**** SUPPLIED MATERIAL
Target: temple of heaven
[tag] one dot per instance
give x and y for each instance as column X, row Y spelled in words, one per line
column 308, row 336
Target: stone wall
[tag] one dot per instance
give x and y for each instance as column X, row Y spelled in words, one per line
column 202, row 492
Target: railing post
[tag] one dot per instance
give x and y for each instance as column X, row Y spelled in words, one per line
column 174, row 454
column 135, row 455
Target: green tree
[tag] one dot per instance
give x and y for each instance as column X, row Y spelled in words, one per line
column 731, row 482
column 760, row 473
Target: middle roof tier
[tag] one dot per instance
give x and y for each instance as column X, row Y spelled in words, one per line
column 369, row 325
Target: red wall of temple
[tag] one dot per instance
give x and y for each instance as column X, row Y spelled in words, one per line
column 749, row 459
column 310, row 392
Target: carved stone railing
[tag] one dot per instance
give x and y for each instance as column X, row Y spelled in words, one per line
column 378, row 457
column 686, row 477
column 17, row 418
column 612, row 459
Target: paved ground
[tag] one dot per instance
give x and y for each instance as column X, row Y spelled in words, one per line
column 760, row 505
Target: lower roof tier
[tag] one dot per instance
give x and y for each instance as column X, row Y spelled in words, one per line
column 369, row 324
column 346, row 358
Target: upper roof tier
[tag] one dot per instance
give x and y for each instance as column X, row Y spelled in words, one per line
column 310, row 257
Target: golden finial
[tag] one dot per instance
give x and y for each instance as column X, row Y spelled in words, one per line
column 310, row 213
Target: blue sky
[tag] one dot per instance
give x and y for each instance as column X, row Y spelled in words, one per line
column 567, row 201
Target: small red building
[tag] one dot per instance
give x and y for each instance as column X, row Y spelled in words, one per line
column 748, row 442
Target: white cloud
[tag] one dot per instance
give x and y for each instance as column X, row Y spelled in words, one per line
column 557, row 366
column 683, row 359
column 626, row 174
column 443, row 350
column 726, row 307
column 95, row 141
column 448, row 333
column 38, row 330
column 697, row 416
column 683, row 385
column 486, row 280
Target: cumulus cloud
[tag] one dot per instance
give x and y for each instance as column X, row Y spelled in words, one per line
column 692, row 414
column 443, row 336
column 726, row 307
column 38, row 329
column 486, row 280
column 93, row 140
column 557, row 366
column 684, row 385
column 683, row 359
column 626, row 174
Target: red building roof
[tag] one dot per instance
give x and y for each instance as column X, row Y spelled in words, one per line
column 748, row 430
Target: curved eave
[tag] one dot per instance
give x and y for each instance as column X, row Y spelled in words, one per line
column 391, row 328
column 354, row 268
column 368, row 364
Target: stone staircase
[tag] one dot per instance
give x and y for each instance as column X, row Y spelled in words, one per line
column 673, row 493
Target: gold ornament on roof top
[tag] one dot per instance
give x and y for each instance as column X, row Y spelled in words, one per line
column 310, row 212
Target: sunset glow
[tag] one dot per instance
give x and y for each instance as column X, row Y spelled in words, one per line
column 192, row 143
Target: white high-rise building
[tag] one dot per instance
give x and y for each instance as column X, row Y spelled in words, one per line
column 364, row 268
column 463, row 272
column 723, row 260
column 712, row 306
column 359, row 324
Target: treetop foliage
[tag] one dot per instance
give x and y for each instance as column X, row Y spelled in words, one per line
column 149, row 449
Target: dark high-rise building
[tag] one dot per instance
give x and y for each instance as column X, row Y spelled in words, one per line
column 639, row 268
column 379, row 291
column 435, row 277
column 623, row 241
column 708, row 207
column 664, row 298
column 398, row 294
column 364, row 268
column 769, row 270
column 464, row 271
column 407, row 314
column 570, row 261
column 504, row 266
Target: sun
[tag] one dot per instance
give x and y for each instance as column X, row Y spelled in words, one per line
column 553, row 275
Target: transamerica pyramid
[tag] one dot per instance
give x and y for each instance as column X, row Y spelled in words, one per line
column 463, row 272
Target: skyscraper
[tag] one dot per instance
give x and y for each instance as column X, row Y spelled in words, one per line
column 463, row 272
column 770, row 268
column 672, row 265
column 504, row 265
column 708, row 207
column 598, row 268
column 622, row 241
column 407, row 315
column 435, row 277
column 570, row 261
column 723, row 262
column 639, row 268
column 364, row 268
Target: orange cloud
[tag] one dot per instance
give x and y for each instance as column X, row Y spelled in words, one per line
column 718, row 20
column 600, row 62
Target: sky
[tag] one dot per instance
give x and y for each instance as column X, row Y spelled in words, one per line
********
EXERCISE GOAL.
Reproduce the material exactly, with every line intact.

FINAL ANSWER.
Target: temple of heaven
[tag] one dot per instance
give x and y for each instance as column X, row Y spelled in words, one per line
column 308, row 336
Target: stone wall
[tag] one dot per instance
give x and y for each instance as column X, row Y spelled in words, one per line
column 202, row 492
Target: railing post
[tag] one dot per instance
give x and y for each instance as column X, row Y spelled in words, one per line
column 174, row 454
column 135, row 455
Target: green tree
[tag] one dot per instance
give x and y for each instance as column X, row Y spelled in words, one per line
column 731, row 482
column 760, row 473
Target: middle roof tier
[tag] one dot per instance
give x and y for each instance as column X, row Y spelled in words, one per line
column 369, row 325
Target: red wall of temple
[tag] one dot per instance
give x and y for each instance as column X, row Y spelled in words, one per line
column 749, row 459
column 310, row 392
Target: carved stone railing
[tag] one dot per instance
give x and y for each instance as column X, row Y spelled in words, one per line
column 378, row 457
column 686, row 477
column 17, row 418
column 612, row 459
Target: paved ground
[tag] one dot per instance
give x and y for each instance as column X, row Y spelled in words, one per line
column 760, row 505
Target: lower roof tier
[tag] one dot per instance
give x and y for each instance as column X, row Y spelled in words, one per line
column 369, row 324
column 346, row 358
Target: upper roof tier
[tag] one dot per instance
give x and y for each instance as column X, row Y spelled in words, one per line
column 310, row 257
Target: golden finial
[tag] one dot per instance
give x and y for each instance as column X, row Y spelled in words, one per line
column 310, row 213
Target: blue sky
[tag] one dot per instance
give x and y for each instance as column X, row Y spelled in words, one per line
column 567, row 201
Target: small red building
[tag] one dot per instance
give x and y for each instance as column X, row Y spelled in words, one per line
column 748, row 442
Target: white cloud
[tag] one dot per instance
give x and y for each instance as column X, row Y spelled in words, one per line
column 557, row 366
column 683, row 359
column 626, row 174
column 443, row 350
column 726, row 307
column 95, row 141
column 448, row 333
column 38, row 330
column 697, row 416
column 683, row 385
column 486, row 280
Target: cumulus cloud
[tag] one dot per instance
give x and y for each instance as column X, row Y spelled in words, one per line
column 692, row 414
column 443, row 336
column 726, row 307
column 38, row 329
column 486, row 280
column 93, row 140
column 557, row 366
column 684, row 385
column 683, row 359
column 626, row 174
Target: red building roof
[tag] one dot per instance
give x and y for each instance as column X, row Y spelled in words, one per line
column 748, row 430
Target: curved eave
[tag] one dot per instance
give x and y for each instance as column X, row Y spelled in words, one per line
column 391, row 328
column 354, row 268
column 368, row 364
Target: stone staircase
[tag] one dot per instance
give x and y for each instance as column X, row Y spelled in words, one per line
column 673, row 493
Target: gold ornament on roof top
[tag] one dot per instance
give x and y for each instance as column X, row Y spelled in words, one per line
column 310, row 212
Target: sunset glow
[tag] one dot per instance
give x and y for each instance as column X, row Y spelled in words, one per line
column 192, row 143
Target: white high-rise building
[tag] one dot per instance
give x and y for each instance as column X, row Y spelled in words, one per line
column 364, row 268
column 463, row 272
column 723, row 260
column 712, row 306
column 359, row 324
Target: treetop foliage
[tag] one dot per instance
give x and y for each instance as column X, row Y spelled in words, one per line
column 149, row 449
Target: dark high-rise building
[tag] one dot per instance
give x and y for each instance as column X, row Y spelled in words, one per line
column 639, row 268
column 379, row 291
column 435, row 277
column 623, row 241
column 708, row 207
column 664, row 298
column 398, row 294
column 364, row 268
column 769, row 270
column 464, row 271
column 407, row 314
column 570, row 261
column 504, row 266
Target: sun
[tag] one dot per instance
give x and y for each instance as column X, row Y spelled in words, one per line
column 553, row 275
Target: transamerica pyramid
[tag] one dot per instance
give x and y for each instance as column X, row Y spelled in words, one per line
column 463, row 272
Target: skyscraper
[tag] one dot per instance
give x and y for each instance as column X, row Y spelled in words, one per line
column 463, row 272
column 770, row 268
column 672, row 265
column 504, row 265
column 708, row 207
column 598, row 268
column 622, row 241
column 407, row 315
column 435, row 277
column 570, row 261
column 723, row 262
column 639, row 268
column 364, row 268
Target: orange cloud
[tag] one dot per instance
give x and y for each instance as column X, row Y spelled in words, one per line
column 718, row 20
column 600, row 62
Target: sky
[tag] one dot per instance
give x and y for each instance as column X, row Y spelled in words, one per line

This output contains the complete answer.